Oral Presentation Australian Society for Microbiology Annual Scientific Meeting 2021

Pseudomonas aeruginosa outer membrane vesicles have altered antimicrobial activity against Gram‑positive and Gram‑negative bacteria. (#41)

Lauren Zavan 1 2 , Ella Johnston 1 2 , Cynthia Whitchurch 3 , Maria Kaparakis Liaskos 1 2
  1. Department of Physiology, Anatomy and Microbiology, La Trobe University, Bundoora, Victoria, Australia
  2. Research Centre for Extracellular Vesicles, La Trobe University, Bundoora, Victoria, Australia
  3. Quadram Institute Bioscience, Norwich Research Park, NR4 7UQ, Norwich, UK

Gram‑negative bacteria release outer membrane vesicles (OMVs) that contribute to a number of bacterial functions including acting as antimicrobials that can lyse competing bacteria due to their bactericidal cargo. Bacteria produce OMVs via two main mechanisms, which involve budding from the cell surface during normal bacterial growth or via prophage induced explosive cell lysis. However, it is not known whether these different mechanisms of OMV biogenesis can influence their composition and biological functions. In this study, we examined whether the mechanisms of OMV biogenesis can regulate their cargo composition and subsequent antimicrobial functions.

We isolated OMVs from three Pseudomonas aeruginosa strains; PAO1 which produces OMVs naturally by budding and explosive cell lysis, PAO1Δlys which produces OMVs by budding alone, and PAO1Δlys pJN105lys which produces OMVs predominately by explosive cell lysis due to over-expression of lys. The antimicrobial activity of these OMVs was tested against Staphylococcus aureus and P. aeruginosa in order to determine if there were any differences in their functions based on their mechanism of biogenesis. We determined that the mechanism of biogenesis did not affect the antimicrobial activity of OMVs against S. aureus, as OMVs from all three strains could significantly inhibit the growth of S. aureus. However, only OMVs produced by explosive cell lysis were able to inhibit the growth of P. aeruginosa, suggesting that the mechanism of OMV biogenesis may regulate their antimicrobial functions. We are currently determining the protein content of OMVs from all three strains using proteomics to identify any biogenesis‑dependent selective packaging of proteins, in addition to further investigating the nature of this antimicrobial product and its association with OMVs.

Collectively, these results indicate that there are differences in the antimicrobial functions of OMVs against Gram‑negative and Gram‑positive bacteria that may be controlled via their mechanism of biogenesis. Additionally, our data provides insight into how OMV biogenesis can dictate the regulation of OMV cargo composition and their subsequent functions.

● SUPPLIED RECORDS

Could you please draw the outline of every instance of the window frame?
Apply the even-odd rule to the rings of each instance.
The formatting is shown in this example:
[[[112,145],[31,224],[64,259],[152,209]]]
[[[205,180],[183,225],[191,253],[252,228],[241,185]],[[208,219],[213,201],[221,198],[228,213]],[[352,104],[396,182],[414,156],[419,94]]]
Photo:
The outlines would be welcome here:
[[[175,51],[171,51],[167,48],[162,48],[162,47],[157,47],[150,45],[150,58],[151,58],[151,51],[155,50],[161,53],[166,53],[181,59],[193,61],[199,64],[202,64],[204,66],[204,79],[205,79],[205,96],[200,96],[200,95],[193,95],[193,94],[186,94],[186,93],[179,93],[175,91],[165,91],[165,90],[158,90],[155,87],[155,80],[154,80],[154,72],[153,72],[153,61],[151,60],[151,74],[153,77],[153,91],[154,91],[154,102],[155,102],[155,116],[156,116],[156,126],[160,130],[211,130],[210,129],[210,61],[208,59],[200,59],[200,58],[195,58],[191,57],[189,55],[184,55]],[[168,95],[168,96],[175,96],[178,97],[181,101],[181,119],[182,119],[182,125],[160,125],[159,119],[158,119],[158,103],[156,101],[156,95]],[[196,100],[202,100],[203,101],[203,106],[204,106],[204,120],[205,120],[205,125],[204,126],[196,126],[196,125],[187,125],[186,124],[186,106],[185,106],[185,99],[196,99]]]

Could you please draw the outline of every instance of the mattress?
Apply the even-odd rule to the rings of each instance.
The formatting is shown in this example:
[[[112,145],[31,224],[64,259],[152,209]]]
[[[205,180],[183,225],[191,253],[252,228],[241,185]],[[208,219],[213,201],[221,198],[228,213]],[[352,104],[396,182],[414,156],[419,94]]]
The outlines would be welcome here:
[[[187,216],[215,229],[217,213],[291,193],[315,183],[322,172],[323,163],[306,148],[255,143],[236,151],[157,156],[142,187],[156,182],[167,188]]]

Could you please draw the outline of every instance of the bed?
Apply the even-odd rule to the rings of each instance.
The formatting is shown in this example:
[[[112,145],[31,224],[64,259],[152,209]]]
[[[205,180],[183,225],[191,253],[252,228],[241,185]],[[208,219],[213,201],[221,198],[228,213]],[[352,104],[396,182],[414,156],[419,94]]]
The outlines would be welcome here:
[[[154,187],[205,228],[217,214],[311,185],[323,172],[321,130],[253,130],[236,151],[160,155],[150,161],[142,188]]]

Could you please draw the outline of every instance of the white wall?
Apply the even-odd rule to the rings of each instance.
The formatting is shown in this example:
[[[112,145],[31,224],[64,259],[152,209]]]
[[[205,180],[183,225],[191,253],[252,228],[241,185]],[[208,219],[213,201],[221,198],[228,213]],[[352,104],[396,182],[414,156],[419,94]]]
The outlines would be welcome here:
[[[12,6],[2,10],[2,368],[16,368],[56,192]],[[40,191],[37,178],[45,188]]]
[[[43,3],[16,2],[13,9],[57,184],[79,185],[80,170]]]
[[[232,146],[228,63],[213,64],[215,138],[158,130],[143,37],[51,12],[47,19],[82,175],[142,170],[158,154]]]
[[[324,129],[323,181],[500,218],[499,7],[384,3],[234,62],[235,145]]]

● TASK PROMPT
Please copy the stretch of the vesicle abstract from "Collectively, these results" through "their subsequent functions.", changing "insight" to "understanding".

● SOLUTION TO THE EXERCISE
Collectively, these results indicate that there are differences in the antimicrobial functions of OMVs against Gram‑negative and Gram‑positive bacteria that may be controlled via their mechanism of biogenesis. Additionally, our data provides understanding into how OMV biogenesis can dictate the regulation of OMV cargo composition and their subsequent functions.